+++ Source passage

" For I know the plans I have for you, declares the Lord... to give you a future and a hope "
Jeremiah 29:11
I have looked pack over the past 15 months and we have experienced so much of which I have often wondered how God's plan could contain goodness amongst so much sadness and hurt and anger I had felt. Of course all I had to do was quickly look into the faces of my beautiful, healthy children and know his plan for us contained so much more than just goodness but hope in the future.
Over the past several months there had been lose talk around Drew's work about him possibly making a move into a management position at a different location. Of course as I was getting prepared to welcome our 3rd baby all I could do to keep my sanity was to put my head down and ignore any ideas of us uprooting the life I had come to be used to and moving. Drew and I had been praying that God's will would be made clear and had decided to table any discussions about work and moving until after we welcomed Rory. As we sat in the hospital two days after welcoming Rory, Drew got a
congratulatory call from his boss and the proposal to move to a
manager's position in Odessa,TX. God was making his plans for our family abundantly clear. It helps that Lane & Neeley's family lives in Midland, TX the adjacent town to where Drew would work. Our heart's desire since they moved from Amarillo has been to be back together to raise our kids along side each other and experience life with one another. So two weeks after getting Rory home we made our first trip with her to Odessa/Midland for Drew to check out the branch and see if he would want to take on the manager's role.
I tend to be a creature of habit and can get extremely overwhelmed with the idea of change, even good change that I have prayed for. Looking back over some of the biggest and ultimately best "changes" in my life have come with so much speed and force that I simply wasn't able to try and stop them. It has been no different with this one. After working out some details and less than two months since having a new baby we have a start date for Drew's new position and have just put a contract on our first house in a completely different city.

++++++

*Task 1:*
Reproduce the post about the move to Texas word for word, starting at "I tend to be" and ending at "completely different city.".
*Task 2:*
Pick up the post about the move to Texas after its last sentence and carry it forward in the same voice.
The material after this point has no connection to the post about the move to Texas.

+++ Exercise data

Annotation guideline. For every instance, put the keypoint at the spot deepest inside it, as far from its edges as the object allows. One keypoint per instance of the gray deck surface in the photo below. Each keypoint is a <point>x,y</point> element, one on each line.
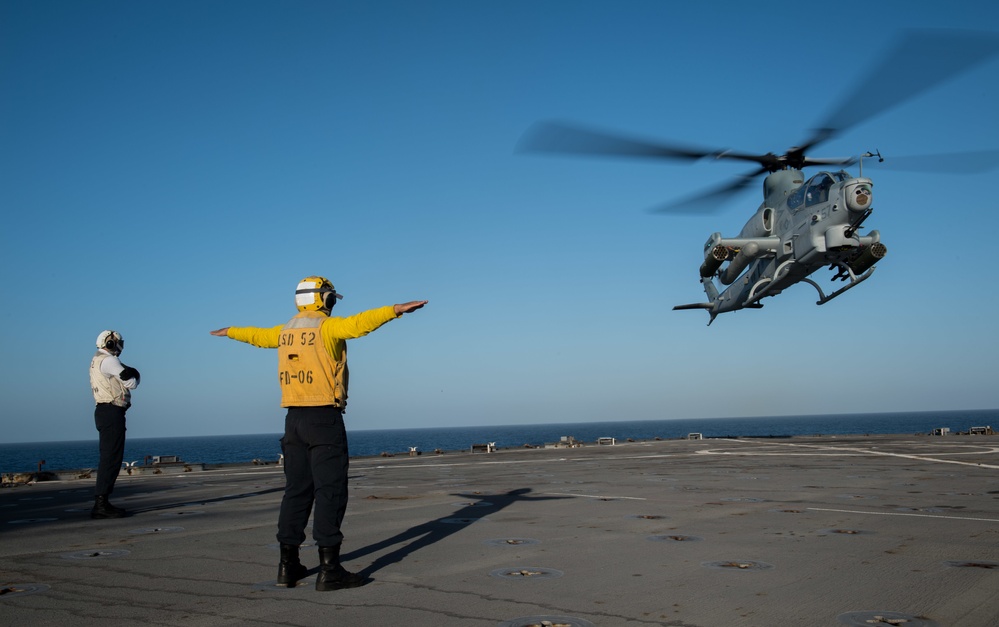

++++++

*Answer box 1:*
I tend to be a creature of habit and can get extremely overwhelmed with the idea of change, even good change that I have prayed for. Looking back over some of the biggest and ultimately best "changes" in my life have come with so much speed and force that I simply wasn't able to try and stop them. It has been no different with this one. After working out some details and less than two months since having a new baby we have a start date for Drew's new position and have just put a contract on our first house in a completely different city.

*Answer box 2:*
I am incredibly proud of Drew and his work ethic to be given this opportunity. It is so telling of the man he is that in 6 years he has gone from warehouse driver to branch manager. There is no doubt in my mind that this move will be life changing for our family and bring us so much joy and happiness for the future. However there is a lot of sadness about leaving this place I have called home for the past 10 years. Not only are we as of now leaving behind family, hopefully Tammy, Kelsey, and Nana will be coming to Midland soon after we move, we are leaving great friends and a church community who has loved our babies since the day they were born. I am also leaving the places that I have the most recent memories of my Mom and I together, our driving routes, our ice cream stops, the places we used to walk and hold hands.
So as we look to the future with uncertainty and anxiety about how it will all work, with pride and fear of owning our first home, with excitement of being with our buddies again. We are also reflecting on all that Amarillo has meant to us and the familiarity of this town and the people in it.